[Exercise aim] When a line of the records below contains the string "after", copy that whole line.

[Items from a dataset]
____
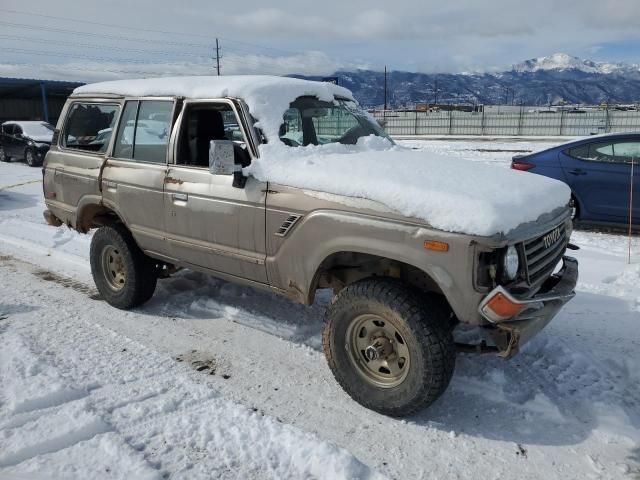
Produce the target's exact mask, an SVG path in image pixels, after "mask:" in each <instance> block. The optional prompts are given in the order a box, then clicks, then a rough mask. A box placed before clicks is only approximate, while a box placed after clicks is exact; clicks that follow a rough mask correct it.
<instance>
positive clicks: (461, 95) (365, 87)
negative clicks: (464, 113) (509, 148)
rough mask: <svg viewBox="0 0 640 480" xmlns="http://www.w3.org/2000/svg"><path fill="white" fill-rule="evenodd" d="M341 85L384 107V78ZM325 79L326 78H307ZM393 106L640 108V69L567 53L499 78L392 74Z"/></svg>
mask: <svg viewBox="0 0 640 480" xmlns="http://www.w3.org/2000/svg"><path fill="white" fill-rule="evenodd" d="M333 76H334V77H338V83H339V84H340V85H343V86H345V87H347V88H349V89H351V90H352V91H353V92H354V94H355V96H356V98H357V99H358V101H360V103H361V104H362V105H364V106H367V107H379V106H382V105H383V103H384V87H383V85H384V74H383V73H382V72H376V71H371V70H358V71H339V72H336V73H334V74H333ZM305 78H311V79H316V80H318V79H321V78H322V77H305ZM387 84H388V95H387V100H388V104H389V105H390V106H391V107H402V106H412V105H414V104H415V103H418V102H428V103H451V104H485V105H491V104H505V103H509V104H514V105H520V104H524V105H548V104H555V103H559V102H568V103H572V104H591V105H594V104H600V103H602V102H610V103H638V102H640V66H639V65H632V64H624V63H602V62H594V61H591V60H583V59H580V58H578V57H573V56H571V55H567V54H565V53H556V54H553V55H550V56H547V57H539V58H534V59H531V60H526V61H524V62H522V63H519V64H517V65H513V66H512V67H511V68H509V69H506V70H505V71H503V72H497V73H439V74H427V73H415V72H402V71H392V72H390V73H389V76H388V79H387Z"/></svg>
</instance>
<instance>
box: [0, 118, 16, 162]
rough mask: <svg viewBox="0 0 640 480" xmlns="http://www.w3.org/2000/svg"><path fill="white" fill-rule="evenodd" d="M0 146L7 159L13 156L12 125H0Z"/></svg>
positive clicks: (12, 135)
mask: <svg viewBox="0 0 640 480" xmlns="http://www.w3.org/2000/svg"><path fill="white" fill-rule="evenodd" d="M1 144H2V146H3V147H4V154H5V155H6V156H7V157H12V156H13V155H14V153H13V151H14V141H13V123H5V124H3V125H2V143H1Z"/></svg>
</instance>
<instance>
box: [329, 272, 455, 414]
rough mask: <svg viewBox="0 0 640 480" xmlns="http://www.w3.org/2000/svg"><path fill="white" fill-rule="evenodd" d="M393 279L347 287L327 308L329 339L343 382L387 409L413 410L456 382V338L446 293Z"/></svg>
mask: <svg viewBox="0 0 640 480" xmlns="http://www.w3.org/2000/svg"><path fill="white" fill-rule="evenodd" d="M422 296H425V295H424V294H421V296H419V295H418V294H417V293H416V292H414V291H413V290H411V289H410V288H409V287H407V286H406V285H404V284H402V283H401V282H399V281H396V280H394V279H375V278H374V279H366V280H362V281H359V282H356V283H354V284H352V285H350V286H348V287H346V288H345V289H343V290H342V291H341V292H340V293H339V294H338V295H337V297H336V298H335V300H334V302H333V303H332V305H331V306H330V307H329V308H328V309H327V312H326V315H325V323H324V329H323V333H322V345H323V347H324V352H325V356H326V358H327V361H328V363H329V367H330V368H331V371H332V372H333V375H334V376H335V378H336V380H337V381H338V383H339V384H340V385H341V386H342V388H343V389H344V390H345V391H346V392H347V393H348V394H349V395H350V396H351V397H352V398H353V399H354V400H355V401H357V402H358V403H360V404H361V405H363V406H364V407H366V408H369V409H371V410H375V411H376V412H379V413H382V414H384V415H390V416H394V417H399V416H405V415H410V414H412V413H414V412H416V411H418V410H421V409H423V408H426V407H428V406H429V405H431V404H432V403H433V402H434V401H435V400H436V399H437V398H438V397H440V395H442V393H443V392H444V391H445V390H446V388H447V386H448V385H449V381H450V380H451V377H452V375H453V370H454V367H455V345H454V342H453V337H452V336H451V332H450V329H449V327H448V324H449V317H450V315H449V312H448V311H447V310H446V309H444V308H442V305H443V302H442V301H440V299H438V298H435V297H431V296H429V295H426V298H422Z"/></svg>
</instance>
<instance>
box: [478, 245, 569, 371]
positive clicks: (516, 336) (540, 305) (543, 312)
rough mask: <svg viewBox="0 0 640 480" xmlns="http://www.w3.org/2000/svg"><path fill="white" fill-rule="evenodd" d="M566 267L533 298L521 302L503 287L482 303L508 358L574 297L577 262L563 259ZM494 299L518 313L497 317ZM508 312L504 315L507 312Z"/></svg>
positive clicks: (497, 314)
mask: <svg viewBox="0 0 640 480" xmlns="http://www.w3.org/2000/svg"><path fill="white" fill-rule="evenodd" d="M562 261H563V265H562V268H561V269H560V271H559V272H558V273H556V274H555V275H551V276H550V277H549V278H548V279H547V281H545V282H544V283H543V284H542V287H541V288H540V290H539V291H538V293H536V295H534V296H533V297H531V298H527V299H518V298H517V297H515V296H513V295H511V294H510V293H509V292H507V291H506V290H505V289H504V288H502V287H496V288H495V289H493V290H492V291H491V292H490V293H489V294H488V295H487V296H486V297H485V298H484V300H482V302H481V303H480V306H479V307H478V311H479V312H480V315H482V317H483V318H485V319H486V320H488V321H489V322H490V323H491V324H492V325H490V326H489V333H490V335H491V337H492V338H493V340H494V341H495V343H496V346H497V347H498V350H499V351H500V355H501V356H503V357H505V358H510V357H512V356H514V355H515V354H516V353H517V352H518V349H519V347H520V346H521V345H524V344H525V343H526V342H528V341H529V340H530V339H531V338H533V337H534V336H535V335H536V334H537V333H538V332H539V331H540V330H542V329H543V328H544V327H545V326H546V325H547V324H548V323H549V322H550V321H551V320H552V319H553V317H555V316H556V314H557V313H558V312H559V311H560V309H561V308H562V306H563V305H564V304H565V303H567V302H568V301H569V300H571V299H572V298H573V297H574V296H575V292H574V288H575V286H576V283H577V282H578V261H577V260H576V259H575V258H573V257H567V256H565V257H563V258H562ZM492 299H493V300H494V304H495V299H498V300H499V301H500V302H503V304H504V305H509V307H511V308H513V309H514V310H518V312H517V313H516V314H514V315H513V316H504V315H500V314H497V313H496V312H495V311H494V310H492ZM508 310H509V308H505V309H504V311H508Z"/></svg>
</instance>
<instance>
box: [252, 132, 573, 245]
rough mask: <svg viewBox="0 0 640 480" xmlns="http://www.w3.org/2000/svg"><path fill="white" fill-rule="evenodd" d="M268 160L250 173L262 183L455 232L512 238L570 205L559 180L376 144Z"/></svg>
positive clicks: (378, 140) (320, 150)
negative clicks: (286, 186) (337, 196)
mask: <svg viewBox="0 0 640 480" xmlns="http://www.w3.org/2000/svg"><path fill="white" fill-rule="evenodd" d="M260 153H261V156H260V158H259V159H258V160H257V161H254V163H253V164H251V165H250V166H249V167H247V168H246V169H245V170H244V171H245V173H246V174H250V175H252V176H254V177H255V178H257V179H258V180H261V181H270V182H274V183H279V184H282V185H288V186H291V187H296V188H302V189H305V190H314V191H319V192H327V193H330V194H335V195H343V196H347V197H359V198H366V199H368V200H373V201H374V202H379V203H381V204H383V205H385V206H386V207H388V208H390V209H391V210H393V211H396V212H398V213H400V214H402V215H405V216H407V217H414V218H418V219H421V220H423V221H425V222H426V223H427V224H429V225H431V226H432V227H434V228H437V229H440V230H445V231H449V232H460V233H467V234H471V235H480V236H490V235H494V234H498V233H507V232H509V231H510V230H512V229H514V228H516V227H517V226H518V225H520V224H522V223H526V222H530V221H535V220H537V219H538V218H539V217H540V216H541V215H543V214H545V213H549V212H551V211H553V210H555V209H557V208H558V207H563V206H565V205H566V204H567V203H568V202H569V197H570V190H569V187H568V186H567V185H565V184H564V183H562V182H559V181H557V180H552V179H549V178H546V177H543V176H540V175H534V174H530V173H526V172H520V171H515V170H508V169H505V168H500V167H495V166H491V165H485V164H481V163H477V162H469V161H467V160H462V159H457V158H452V157H445V156H441V155H435V154H431V153H425V152H417V151H414V150H409V149H407V148H403V147H399V146H396V145H392V144H391V143H390V142H389V141H388V140H386V139H383V138H381V137H374V136H371V137H365V138H361V139H360V141H359V142H358V144H357V145H340V144H329V145H321V146H307V147H297V148H292V147H287V146H284V145H282V144H280V145H278V144H271V145H261V147H260ZM338 198H339V197H338Z"/></svg>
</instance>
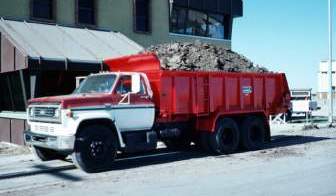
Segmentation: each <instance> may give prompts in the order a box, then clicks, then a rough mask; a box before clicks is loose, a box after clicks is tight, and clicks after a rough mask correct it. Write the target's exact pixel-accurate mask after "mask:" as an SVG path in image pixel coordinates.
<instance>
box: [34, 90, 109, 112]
mask: <svg viewBox="0 0 336 196" xmlns="http://www.w3.org/2000/svg"><path fill="white" fill-rule="evenodd" d="M111 97H112V96H111V95H110V94H104V93H94V94H93V93H92V94H71V95H61V96H51V97H41V98H33V99H30V100H29V104H37V105H45V104H51V105H61V108H64V109H67V108H72V107H82V106H93V105H100V104H103V103H107V102H109V103H111V102H112V98H111Z"/></svg>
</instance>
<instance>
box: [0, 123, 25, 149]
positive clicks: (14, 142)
mask: <svg viewBox="0 0 336 196" xmlns="http://www.w3.org/2000/svg"><path fill="white" fill-rule="evenodd" d="M26 128H28V125H27V123H26V121H25V120H18V119H8V118H0V141H5V142H11V143H14V144H19V145H24V140H23V131H24V130H25V129H26Z"/></svg>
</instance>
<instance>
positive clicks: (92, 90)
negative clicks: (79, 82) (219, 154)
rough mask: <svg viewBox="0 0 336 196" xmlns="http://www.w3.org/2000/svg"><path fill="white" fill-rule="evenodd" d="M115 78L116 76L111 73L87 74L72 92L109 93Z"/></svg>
mask: <svg viewBox="0 0 336 196" xmlns="http://www.w3.org/2000/svg"><path fill="white" fill-rule="evenodd" d="M115 79H116V76H115V75H113V74H109V75H96V76H89V77H87V78H86V79H85V80H84V81H83V82H82V83H81V84H80V85H79V87H78V88H77V89H76V90H75V91H74V94H82V93H109V92H110V91H111V89H112V86H113V84H114V81H115Z"/></svg>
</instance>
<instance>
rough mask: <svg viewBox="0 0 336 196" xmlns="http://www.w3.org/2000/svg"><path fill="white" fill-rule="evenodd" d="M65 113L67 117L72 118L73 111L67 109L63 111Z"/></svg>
mask: <svg viewBox="0 0 336 196" xmlns="http://www.w3.org/2000/svg"><path fill="white" fill-rule="evenodd" d="M65 115H66V116H67V117H69V118H72V117H73V112H72V111H71V110H67V111H66V112H65Z"/></svg>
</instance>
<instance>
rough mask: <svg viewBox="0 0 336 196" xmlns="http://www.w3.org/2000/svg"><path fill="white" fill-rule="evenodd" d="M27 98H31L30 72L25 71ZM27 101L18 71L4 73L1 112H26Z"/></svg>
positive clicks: (25, 81)
mask: <svg viewBox="0 0 336 196" xmlns="http://www.w3.org/2000/svg"><path fill="white" fill-rule="evenodd" d="M23 77H24V83H25V87H26V92H25V93H26V96H29V95H30V94H29V91H30V88H29V85H28V70H25V71H23ZM25 109H26V108H25V100H24V96H23V91H22V84H21V78H20V74H19V72H18V71H15V72H8V73H2V74H1V76H0V112H1V111H25Z"/></svg>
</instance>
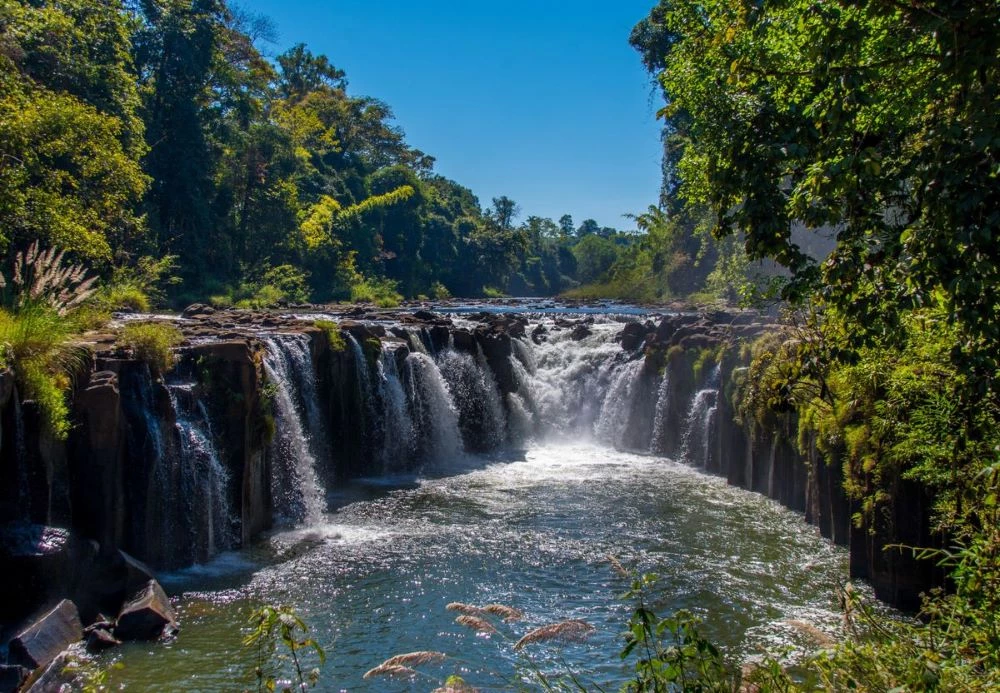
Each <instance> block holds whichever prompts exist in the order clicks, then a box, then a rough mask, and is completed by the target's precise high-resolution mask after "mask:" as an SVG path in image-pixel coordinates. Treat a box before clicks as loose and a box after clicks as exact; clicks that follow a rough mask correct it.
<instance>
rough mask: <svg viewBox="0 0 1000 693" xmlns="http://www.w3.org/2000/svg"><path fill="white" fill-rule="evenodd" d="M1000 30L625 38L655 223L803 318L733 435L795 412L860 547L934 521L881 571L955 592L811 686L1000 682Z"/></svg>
mask: <svg viewBox="0 0 1000 693" xmlns="http://www.w3.org/2000/svg"><path fill="white" fill-rule="evenodd" d="M998 22H1000V4H998V3H996V2H980V3H955V2H947V1H941V2H937V1H933V0H932V1H931V2H908V1H905V0H904V1H903V2H895V1H889V0H862V1H853V0H838V1H836V2H826V3H816V2H811V1H808V0H795V1H792V2H780V3H779V2H764V3H751V2H732V1H729V0H712V1H709V2H694V1H692V0H671V1H670V2H667V1H663V2H660V3H659V4H658V5H657V6H656V7H654V8H653V10H652V12H651V13H650V15H649V17H648V18H647V19H645V20H643V21H642V22H641V23H640V24H639V25H638V26H637V27H636V28H635V30H634V32H633V35H632V42H633V44H634V45H635V46H636V47H638V48H639V49H640V51H641V52H642V54H643V58H644V61H645V63H646V65H647V66H648V67H649V68H650V70H652V71H653V72H654V73H655V74H656V76H657V79H658V82H659V84H660V86H661V87H662V90H663V95H664V98H665V102H666V106H665V107H664V109H663V110H662V111H661V115H662V117H663V118H664V120H665V123H666V126H665V143H666V148H665V155H666V156H665V170H666V172H667V174H668V176H667V179H666V181H665V209H667V210H669V212H670V213H671V214H672V215H673V218H674V219H678V220H681V219H684V218H686V217H689V216H695V215H698V218H701V219H704V220H706V221H708V222H709V224H710V226H711V233H712V236H713V237H714V238H716V239H719V240H722V241H725V239H731V240H732V241H735V242H736V243H738V246H736V245H733V246H730V248H731V249H736V250H737V251H738V253H737V254H736V255H732V254H730V257H736V258H737V260H738V259H739V258H738V256H739V255H742V256H743V257H744V258H745V260H746V261H750V262H753V261H758V260H764V259H771V260H773V261H775V262H776V263H778V265H780V266H781V267H782V268H783V272H781V273H779V274H778V275H777V276H778V279H777V280H776V282H775V283H776V284H778V285H779V287H778V288H780V295H781V296H783V297H784V298H785V299H788V300H790V301H791V302H793V304H794V305H795V306H796V307H797V308H798V310H799V313H798V317H797V319H796V324H797V325H798V326H797V327H796V328H795V329H790V330H789V332H788V333H787V334H786V335H784V336H783V337H779V338H775V337H772V338H770V340H769V342H767V343H763V342H762V343H760V344H758V346H757V349H756V353H755V359H754V365H753V367H752V368H751V369H750V372H749V373H748V374H747V379H746V381H745V382H744V387H743V394H742V398H743V399H742V405H743V413H744V415H745V416H747V417H754V418H757V419H766V418H767V417H769V416H771V415H772V412H774V411H785V412H794V413H795V414H796V415H797V416H798V420H799V426H800V445H801V447H802V448H803V451H806V450H807V449H808V448H809V447H810V446H811V445H813V444H815V446H816V448H817V450H818V452H819V453H820V454H822V455H824V456H825V458H826V459H827V461H828V462H829V463H830V464H831V465H833V466H834V467H836V468H840V469H842V470H843V482H844V484H845V487H846V488H847V490H848V491H849V493H850V494H851V495H852V497H853V498H854V499H856V501H857V502H858V504H859V508H860V510H859V512H858V515H857V516H856V518H855V520H856V523H857V524H858V526H859V528H860V529H862V530H867V531H868V532H872V533H877V534H879V535H880V536H890V537H891V536H900V532H901V531H902V530H907V531H910V530H913V528H912V527H902V526H899V524H898V523H900V522H901V521H903V520H901V518H900V517H899V516H898V515H897V514H896V513H895V511H894V506H895V503H896V501H897V497H898V496H899V494H900V493H901V489H903V488H908V489H909V491H908V493H910V494H911V495H912V494H914V493H915V494H916V495H918V496H920V495H923V496H924V497H926V498H928V499H930V502H931V504H932V506H933V507H932V508H931V510H930V512H929V513H927V514H928V515H929V518H928V519H929V520H930V522H931V525H930V528H929V530H930V534H929V535H927V537H926V538H927V539H928V540H929V542H930V543H931V544H932V545H931V546H904V547H894V548H893V547H889V548H887V549H886V550H887V551H889V552H893V551H895V552H905V553H906V554H912V553H913V552H916V555H917V556H918V557H919V558H921V559H922V560H923V561H928V562H933V563H936V564H937V565H939V566H940V568H941V569H944V570H947V571H948V574H949V578H950V585H951V587H952V588H953V589H954V592H953V594H951V595H949V596H944V595H931V596H929V597H928V599H927V601H926V602H925V605H924V616H925V619H924V620H923V621H921V622H920V623H917V624H915V625H911V624H900V625H899V626H894V625H886V624H884V623H879V622H878V621H877V620H870V619H869V620H868V621H867V622H866V627H864V628H860V629H859V630H858V631H857V632H855V633H854V635H855V637H853V638H851V639H850V640H849V641H848V642H847V643H845V644H844V645H843V646H841V647H840V648H838V649H836V650H835V651H833V652H832V653H830V654H828V655H827V656H824V657H820V658H819V659H818V660H816V661H815V662H813V664H814V665H815V668H814V669H813V671H812V673H813V674H814V675H815V683H816V684H817V685H820V686H826V687H828V688H832V689H843V688H853V689H860V690H890V689H891V690H991V689H993V688H995V687H996V685H997V683H998V676H1000V673H998V672H1000V660H998V652H1000V640H998V639H997V632H998V631H997V623H996V616H995V614H996V603H997V600H998V599H1000V583H998V582H997V580H996V574H997V570H998V567H997V566H998V562H997V556H998V546H1000V544H998V542H997V537H996V523H997V518H996V508H997V500H996V498H997V496H996V494H997V483H996V459H997V458H996V450H997V446H998V444H1000V437H998V434H997V430H998V425H997V424H998V420H1000V392H998V388H997V377H998V375H1000V322H998V316H1000V299H998V297H997V294H996V291H995V290H994V289H995V287H996V285H997V283H998V278H1000V275H998V273H1000V255H998V252H1000V251H998V248H1000V246H998V245H997V243H996V238H997V236H998V234H1000V217H998V216H997V214H996V210H997V208H998V203H1000V186H998V185H997V177H998V175H1000V162H998V159H997V153H996V143H997V141H998V137H1000V130H998V127H997V119H996V113H997V107H998V105H1000V91H998V86H997V85H998V84H1000V38H998V35H997V32H996V31H994V30H993V29H992V28H993V27H995V26H996V25H997V23H998ZM987 27H989V28H987ZM705 210H707V212H706V211H705ZM819 241H823V242H829V243H831V244H832V245H830V247H829V250H828V252H826V251H824V252H822V253H817V252H816V251H815V248H816V247H820V246H821V245H822V243H819V246H817V245H816V243H818V242H819ZM722 257H725V254H723V256H722ZM717 266H718V265H717ZM910 522H912V523H916V524H919V523H920V522H921V519H920V518H911V520H910ZM809 680H810V679H808V678H807V679H806V681H809ZM800 685H802V686H804V685H805V684H804V683H802V682H793V681H791V680H785V681H775V682H772V687H774V688H778V689H791V688H794V687H797V686H800Z"/></svg>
____
[Expected answer]
Produce the target's exact mask, an SVG path in image pixels, after "mask:" in each <instance> block. The optional prompts are given in the order a box, then clicks, then a rough mask. A box placed before clicks is only approximate, while a box placed after clicks is exact; clicks that follow a rough mask correct it.
Segmentation: each <instance> may give prompts in the order a box, then clicks, then a rough mask; a box before clicks is loose, a box after clicks is tight, and clicks after a rough mask correct it. Write the target's exact pixel-accurate mask after "mask:" as an SVG path in image pixel coordinates.
Each <instance> block holds whichever prompts exist in the order clicks, then a box, then a rough mask, and is completed by the target's precise high-resolution mask after "mask:" as an SVG path in image-pixel coordinates. Treat a box before clicks as loose and a box after clicks as exact; clicks that follow a rough mask correct it.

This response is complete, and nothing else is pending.